_WORK ORDER_
Filter the lines below, copying only those with the string "windmill".

_ENTRIES SHOWN_
::::
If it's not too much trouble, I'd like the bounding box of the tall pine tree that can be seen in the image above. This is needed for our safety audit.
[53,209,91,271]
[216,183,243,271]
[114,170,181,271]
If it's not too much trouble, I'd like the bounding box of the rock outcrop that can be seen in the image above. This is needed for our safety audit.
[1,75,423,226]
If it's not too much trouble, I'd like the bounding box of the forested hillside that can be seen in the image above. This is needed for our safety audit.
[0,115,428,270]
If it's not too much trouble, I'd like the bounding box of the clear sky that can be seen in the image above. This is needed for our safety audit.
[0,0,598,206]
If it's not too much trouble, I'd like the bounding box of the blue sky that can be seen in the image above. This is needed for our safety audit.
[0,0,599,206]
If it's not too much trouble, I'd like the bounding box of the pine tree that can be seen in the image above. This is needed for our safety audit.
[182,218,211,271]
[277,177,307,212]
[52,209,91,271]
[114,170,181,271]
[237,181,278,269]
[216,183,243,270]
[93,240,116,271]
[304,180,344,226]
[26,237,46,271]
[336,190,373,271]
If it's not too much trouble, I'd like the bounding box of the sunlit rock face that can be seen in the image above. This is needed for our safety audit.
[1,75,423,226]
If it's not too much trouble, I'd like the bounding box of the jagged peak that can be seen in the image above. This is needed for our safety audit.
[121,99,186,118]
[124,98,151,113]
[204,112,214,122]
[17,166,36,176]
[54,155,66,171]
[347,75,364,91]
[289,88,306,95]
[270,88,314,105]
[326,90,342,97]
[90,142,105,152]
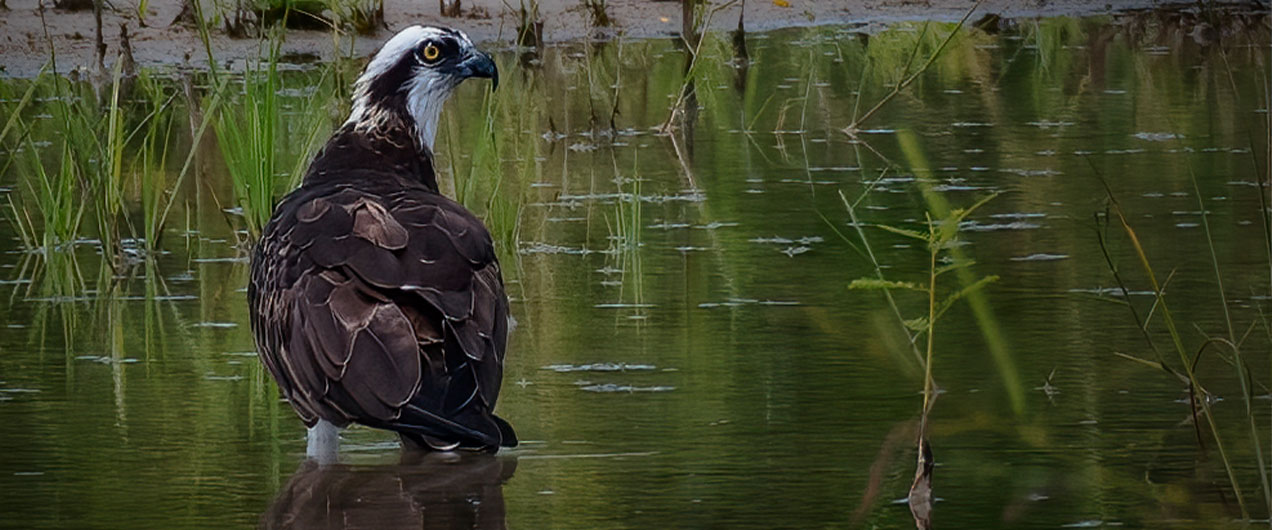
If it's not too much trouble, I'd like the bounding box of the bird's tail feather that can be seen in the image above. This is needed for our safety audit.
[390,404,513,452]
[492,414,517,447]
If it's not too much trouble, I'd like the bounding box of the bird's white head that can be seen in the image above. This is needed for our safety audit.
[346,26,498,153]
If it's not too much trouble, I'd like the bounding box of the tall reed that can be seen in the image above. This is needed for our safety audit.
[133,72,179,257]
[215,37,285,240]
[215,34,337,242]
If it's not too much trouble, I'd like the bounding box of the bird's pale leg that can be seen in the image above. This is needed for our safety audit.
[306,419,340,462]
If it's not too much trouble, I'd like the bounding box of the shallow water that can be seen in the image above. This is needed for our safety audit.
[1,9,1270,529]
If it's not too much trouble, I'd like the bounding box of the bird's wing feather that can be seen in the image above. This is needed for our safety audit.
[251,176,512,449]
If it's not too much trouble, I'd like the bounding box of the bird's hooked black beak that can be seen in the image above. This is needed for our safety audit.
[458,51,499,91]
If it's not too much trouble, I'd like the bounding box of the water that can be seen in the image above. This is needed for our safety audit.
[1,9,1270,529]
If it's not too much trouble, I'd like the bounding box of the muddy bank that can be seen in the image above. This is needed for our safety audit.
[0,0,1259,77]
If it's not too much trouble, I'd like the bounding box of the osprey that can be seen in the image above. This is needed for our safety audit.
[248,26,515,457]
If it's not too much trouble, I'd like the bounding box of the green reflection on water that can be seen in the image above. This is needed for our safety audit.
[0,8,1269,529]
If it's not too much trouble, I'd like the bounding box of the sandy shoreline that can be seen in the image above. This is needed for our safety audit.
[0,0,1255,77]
::::
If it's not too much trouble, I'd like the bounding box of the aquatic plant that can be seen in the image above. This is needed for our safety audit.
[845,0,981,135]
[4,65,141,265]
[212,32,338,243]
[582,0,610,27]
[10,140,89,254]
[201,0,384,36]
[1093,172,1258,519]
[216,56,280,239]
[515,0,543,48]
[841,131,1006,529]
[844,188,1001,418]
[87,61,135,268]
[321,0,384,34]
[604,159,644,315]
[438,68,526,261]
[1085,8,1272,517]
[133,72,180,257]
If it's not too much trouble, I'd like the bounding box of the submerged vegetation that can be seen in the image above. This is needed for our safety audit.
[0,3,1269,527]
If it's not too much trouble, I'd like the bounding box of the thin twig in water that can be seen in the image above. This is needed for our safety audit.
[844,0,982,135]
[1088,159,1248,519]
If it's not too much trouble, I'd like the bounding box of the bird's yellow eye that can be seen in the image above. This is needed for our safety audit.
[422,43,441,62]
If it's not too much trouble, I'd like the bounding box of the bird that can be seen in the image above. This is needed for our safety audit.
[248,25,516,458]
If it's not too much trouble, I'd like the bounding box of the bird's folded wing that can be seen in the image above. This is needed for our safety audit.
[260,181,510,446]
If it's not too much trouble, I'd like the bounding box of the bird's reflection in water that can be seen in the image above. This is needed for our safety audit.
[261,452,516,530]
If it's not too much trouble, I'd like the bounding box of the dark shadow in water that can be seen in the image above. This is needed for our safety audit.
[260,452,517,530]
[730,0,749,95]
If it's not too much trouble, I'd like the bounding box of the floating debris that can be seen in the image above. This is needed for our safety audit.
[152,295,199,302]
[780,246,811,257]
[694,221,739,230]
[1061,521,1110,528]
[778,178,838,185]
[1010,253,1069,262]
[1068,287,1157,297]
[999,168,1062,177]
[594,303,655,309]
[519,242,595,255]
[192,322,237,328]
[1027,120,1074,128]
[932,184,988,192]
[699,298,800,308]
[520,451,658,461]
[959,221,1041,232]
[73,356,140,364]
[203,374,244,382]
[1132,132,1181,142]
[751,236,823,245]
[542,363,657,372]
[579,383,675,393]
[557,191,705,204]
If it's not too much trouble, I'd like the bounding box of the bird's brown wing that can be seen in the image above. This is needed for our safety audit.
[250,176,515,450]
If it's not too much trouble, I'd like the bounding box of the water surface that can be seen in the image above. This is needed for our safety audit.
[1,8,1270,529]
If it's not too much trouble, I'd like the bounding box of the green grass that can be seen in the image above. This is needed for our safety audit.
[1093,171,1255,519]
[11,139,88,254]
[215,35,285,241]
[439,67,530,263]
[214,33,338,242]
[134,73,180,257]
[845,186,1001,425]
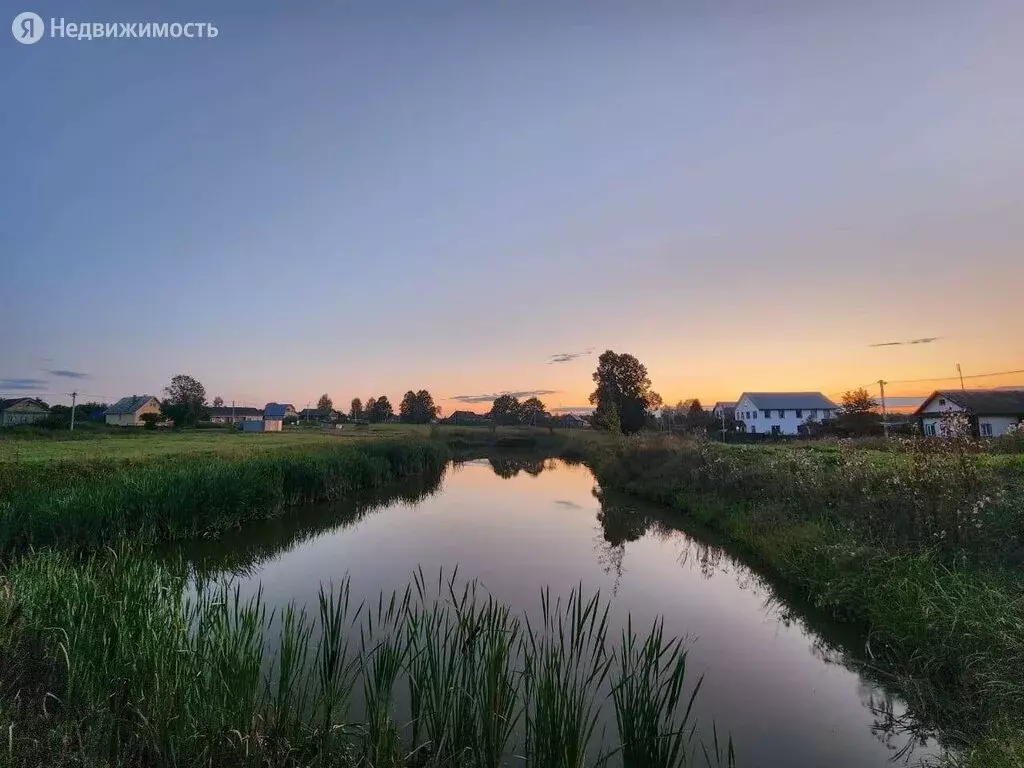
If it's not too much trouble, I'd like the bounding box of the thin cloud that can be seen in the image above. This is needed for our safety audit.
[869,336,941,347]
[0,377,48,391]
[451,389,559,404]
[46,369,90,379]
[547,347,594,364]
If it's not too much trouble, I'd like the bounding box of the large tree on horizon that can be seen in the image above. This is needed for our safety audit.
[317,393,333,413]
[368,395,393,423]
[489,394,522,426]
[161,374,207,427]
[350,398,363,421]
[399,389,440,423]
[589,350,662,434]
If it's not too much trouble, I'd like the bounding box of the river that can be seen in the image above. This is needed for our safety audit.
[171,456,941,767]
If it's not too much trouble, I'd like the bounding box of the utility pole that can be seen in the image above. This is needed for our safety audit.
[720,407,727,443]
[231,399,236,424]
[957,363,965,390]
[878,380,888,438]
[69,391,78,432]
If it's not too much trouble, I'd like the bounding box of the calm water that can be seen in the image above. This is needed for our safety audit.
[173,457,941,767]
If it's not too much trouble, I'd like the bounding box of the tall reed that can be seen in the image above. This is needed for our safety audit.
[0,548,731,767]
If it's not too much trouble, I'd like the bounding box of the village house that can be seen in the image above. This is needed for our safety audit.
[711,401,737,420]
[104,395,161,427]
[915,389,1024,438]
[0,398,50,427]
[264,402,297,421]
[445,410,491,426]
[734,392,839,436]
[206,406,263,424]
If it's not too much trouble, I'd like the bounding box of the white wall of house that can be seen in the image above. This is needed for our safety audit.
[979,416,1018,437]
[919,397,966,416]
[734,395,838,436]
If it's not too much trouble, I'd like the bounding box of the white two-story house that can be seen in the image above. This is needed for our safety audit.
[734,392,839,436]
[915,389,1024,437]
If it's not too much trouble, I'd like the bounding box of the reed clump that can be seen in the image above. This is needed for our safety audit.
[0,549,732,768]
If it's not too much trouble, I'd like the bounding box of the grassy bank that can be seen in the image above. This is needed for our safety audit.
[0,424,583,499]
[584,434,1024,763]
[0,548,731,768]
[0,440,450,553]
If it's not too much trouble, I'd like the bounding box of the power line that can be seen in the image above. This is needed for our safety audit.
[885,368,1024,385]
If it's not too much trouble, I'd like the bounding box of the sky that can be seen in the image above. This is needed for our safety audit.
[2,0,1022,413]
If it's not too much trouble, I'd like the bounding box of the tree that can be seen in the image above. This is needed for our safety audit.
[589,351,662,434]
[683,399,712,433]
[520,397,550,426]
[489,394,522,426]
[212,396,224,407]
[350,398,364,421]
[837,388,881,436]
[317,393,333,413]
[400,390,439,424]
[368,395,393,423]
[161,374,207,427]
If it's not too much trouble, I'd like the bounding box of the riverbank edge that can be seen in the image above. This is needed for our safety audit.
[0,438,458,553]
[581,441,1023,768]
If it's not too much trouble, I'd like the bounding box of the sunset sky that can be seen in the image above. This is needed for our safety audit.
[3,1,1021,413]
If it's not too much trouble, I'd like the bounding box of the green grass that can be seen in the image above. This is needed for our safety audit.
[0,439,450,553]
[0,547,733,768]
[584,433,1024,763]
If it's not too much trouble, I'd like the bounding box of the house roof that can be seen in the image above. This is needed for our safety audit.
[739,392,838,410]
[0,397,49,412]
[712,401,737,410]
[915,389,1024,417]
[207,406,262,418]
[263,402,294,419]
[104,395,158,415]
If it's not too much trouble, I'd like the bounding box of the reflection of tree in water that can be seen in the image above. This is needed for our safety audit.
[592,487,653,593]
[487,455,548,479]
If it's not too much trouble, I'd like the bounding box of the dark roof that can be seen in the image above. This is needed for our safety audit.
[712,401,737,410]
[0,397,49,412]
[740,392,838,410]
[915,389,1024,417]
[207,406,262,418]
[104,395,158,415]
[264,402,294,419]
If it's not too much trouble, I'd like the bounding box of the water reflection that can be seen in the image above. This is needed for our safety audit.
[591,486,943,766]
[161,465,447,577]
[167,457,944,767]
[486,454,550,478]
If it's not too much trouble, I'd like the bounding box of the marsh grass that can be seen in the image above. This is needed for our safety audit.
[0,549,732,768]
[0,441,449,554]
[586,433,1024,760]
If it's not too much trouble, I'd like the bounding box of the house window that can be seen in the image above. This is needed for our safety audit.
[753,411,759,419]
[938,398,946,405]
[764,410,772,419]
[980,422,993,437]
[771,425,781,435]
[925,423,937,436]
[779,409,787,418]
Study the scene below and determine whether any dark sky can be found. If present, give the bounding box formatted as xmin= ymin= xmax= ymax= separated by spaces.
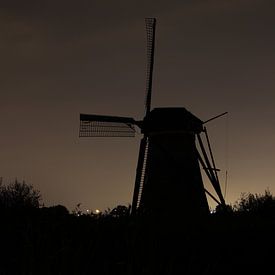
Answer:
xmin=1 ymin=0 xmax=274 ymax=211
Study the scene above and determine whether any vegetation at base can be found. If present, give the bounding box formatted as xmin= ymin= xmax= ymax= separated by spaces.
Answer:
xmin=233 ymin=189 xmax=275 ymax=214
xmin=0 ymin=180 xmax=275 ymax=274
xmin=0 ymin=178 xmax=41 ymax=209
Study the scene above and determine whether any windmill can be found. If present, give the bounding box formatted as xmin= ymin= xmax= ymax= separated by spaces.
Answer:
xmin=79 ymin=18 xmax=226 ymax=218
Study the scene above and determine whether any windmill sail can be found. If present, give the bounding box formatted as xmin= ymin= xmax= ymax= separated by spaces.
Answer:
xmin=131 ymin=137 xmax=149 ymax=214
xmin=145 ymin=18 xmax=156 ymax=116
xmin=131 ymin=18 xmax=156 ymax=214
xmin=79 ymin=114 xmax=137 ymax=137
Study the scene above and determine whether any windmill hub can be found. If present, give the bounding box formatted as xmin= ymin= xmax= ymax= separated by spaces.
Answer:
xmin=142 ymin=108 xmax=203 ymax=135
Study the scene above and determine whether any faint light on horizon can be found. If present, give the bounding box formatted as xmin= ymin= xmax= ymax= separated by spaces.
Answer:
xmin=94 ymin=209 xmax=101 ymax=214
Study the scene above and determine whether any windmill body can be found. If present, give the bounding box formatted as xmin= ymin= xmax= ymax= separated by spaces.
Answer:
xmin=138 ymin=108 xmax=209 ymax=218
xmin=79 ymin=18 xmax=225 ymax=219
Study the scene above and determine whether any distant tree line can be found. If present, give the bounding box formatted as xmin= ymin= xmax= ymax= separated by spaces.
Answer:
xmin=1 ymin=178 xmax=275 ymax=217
::::
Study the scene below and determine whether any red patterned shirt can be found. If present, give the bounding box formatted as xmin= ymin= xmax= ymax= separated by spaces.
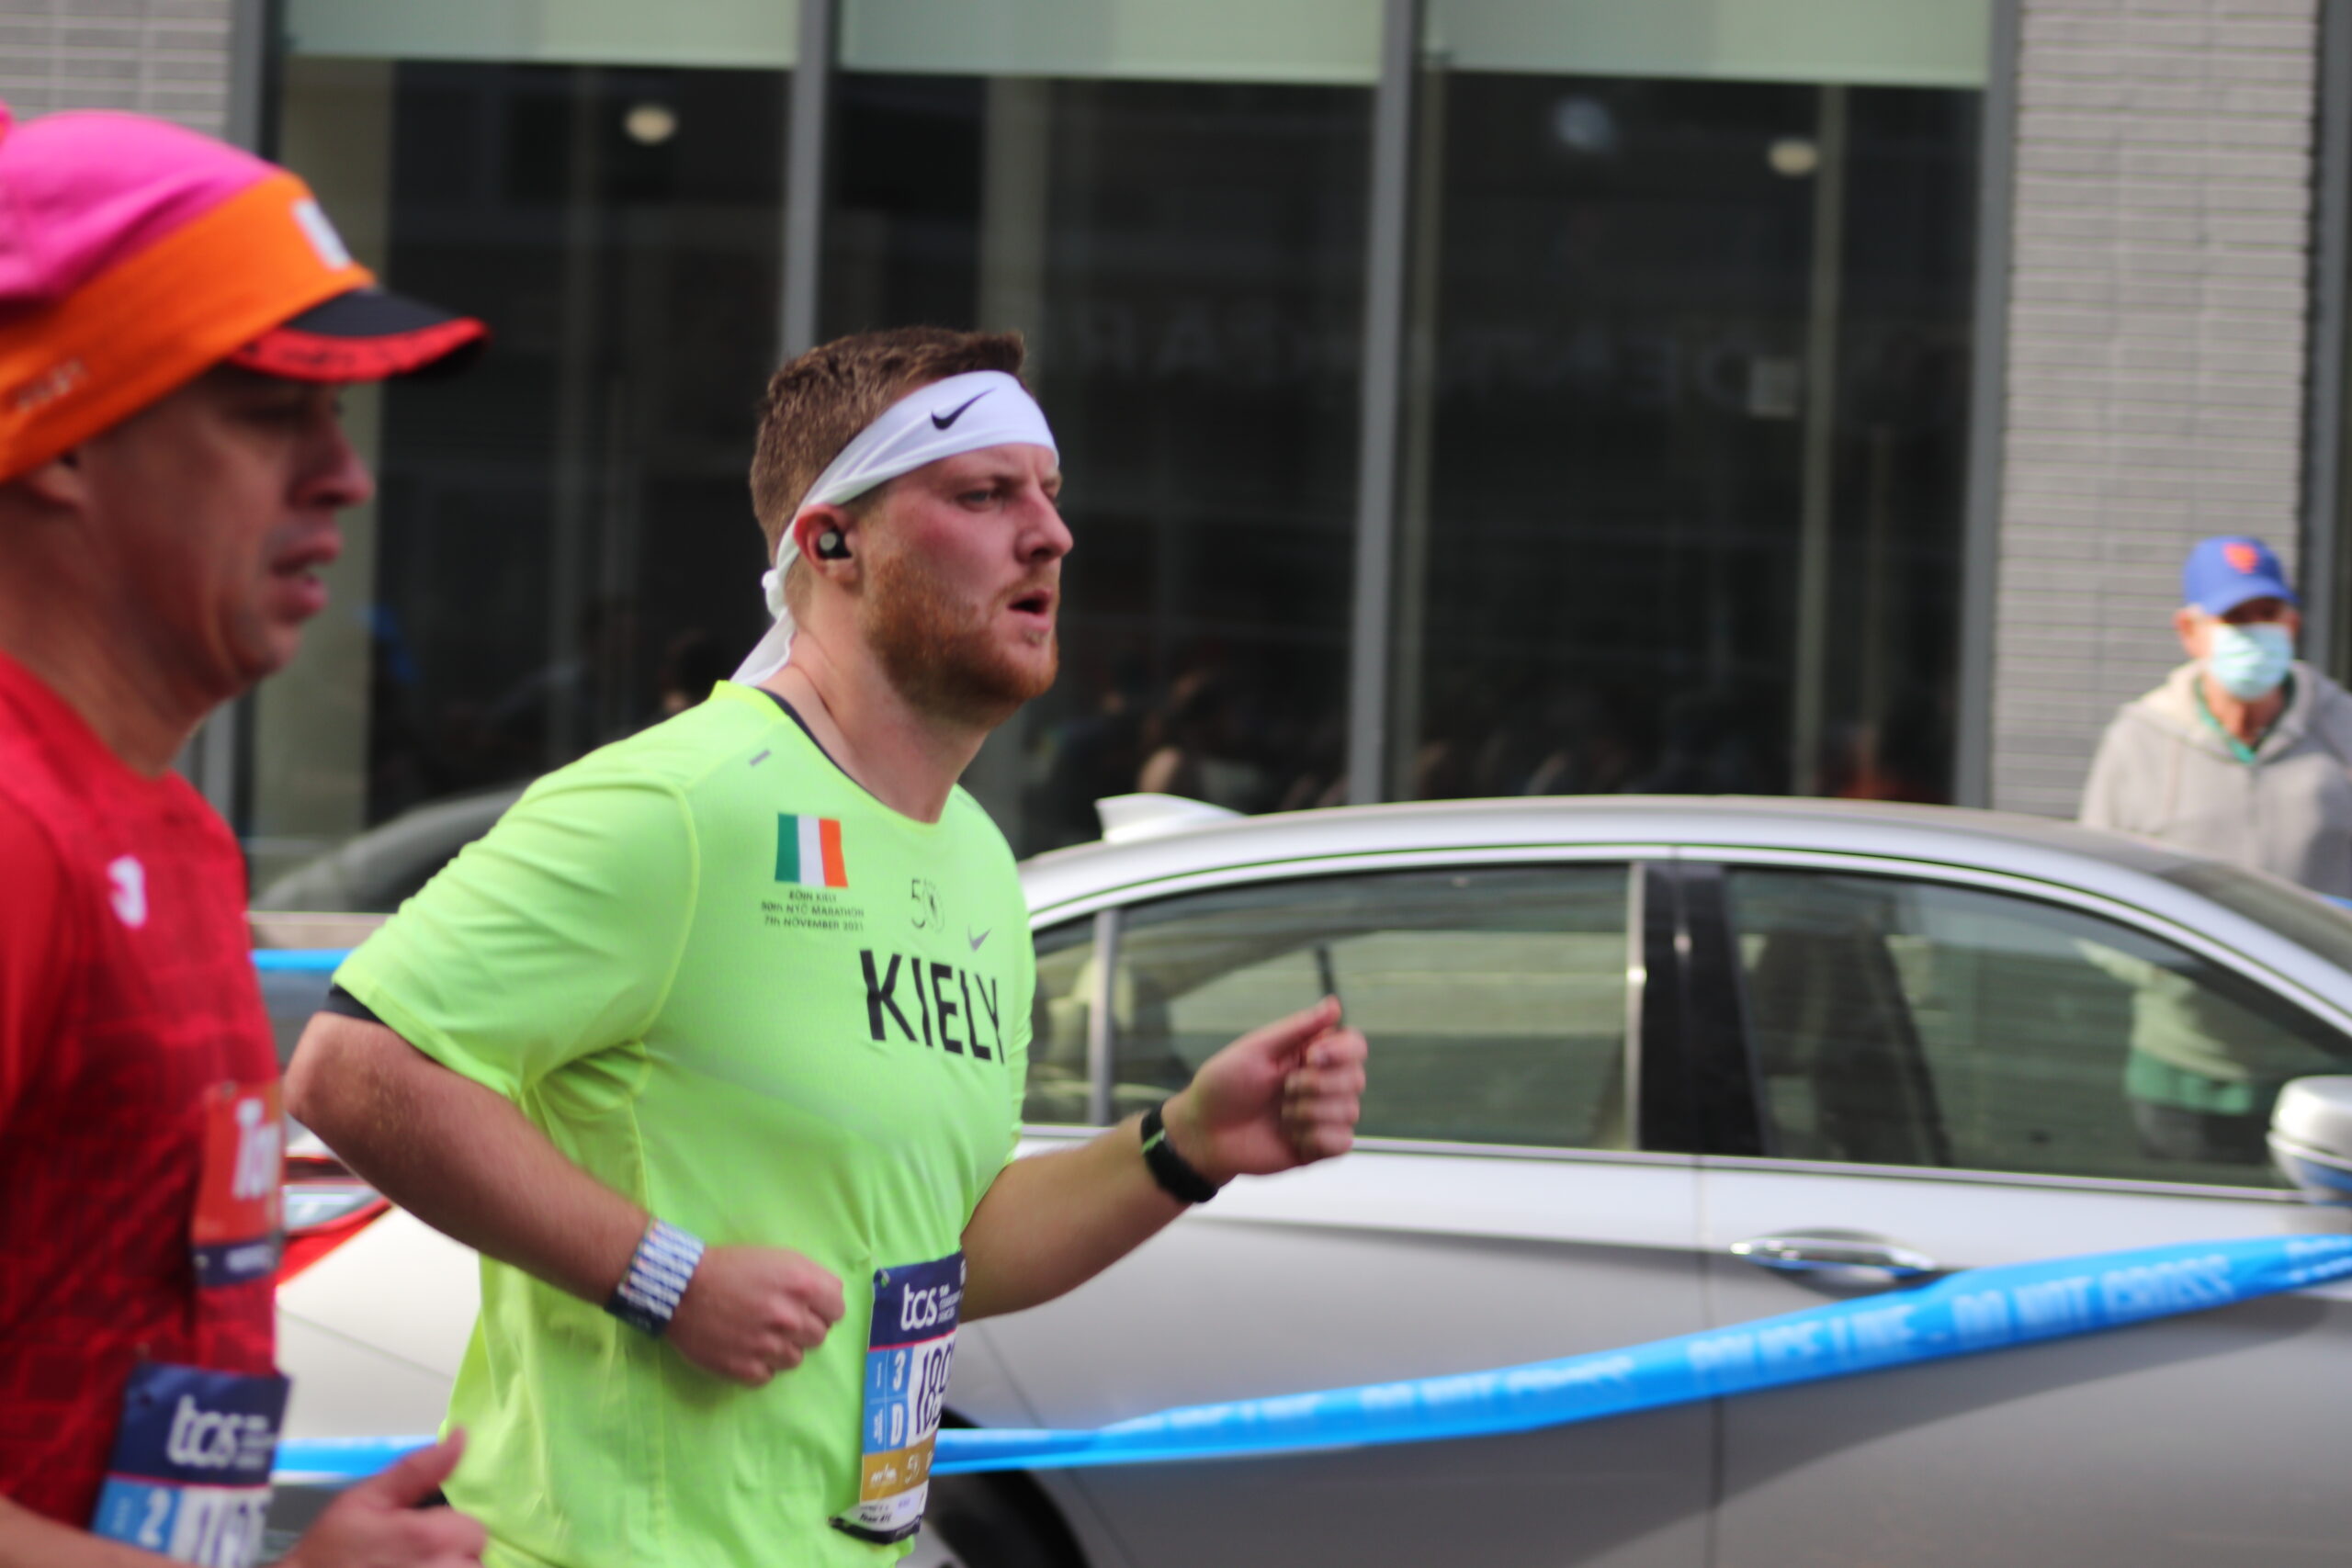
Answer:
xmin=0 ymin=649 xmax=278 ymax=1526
::::
_OUTPUT FOR THIS TASK_
Study the scene above and determine whether any windmill can be found. If present, give the bounding box formatted as xmin= ymin= xmax= ymax= separated by spaces.
Study the scene above and determine whether any windmill sail can be found. If present, give the bounding box formatted as xmin= ymin= xmax= ymax= separated by spaces.
Study the scene above and determine whether any windmill hub can be found. If present, give the bounding box formatted as xmin= ymin= xmax= ymax= separated by spaces.
Study the scene above and determine whether any windmill body can be found. If present, give the bounding box formatted as xmin= ymin= xmax= ymax= separated by spaces.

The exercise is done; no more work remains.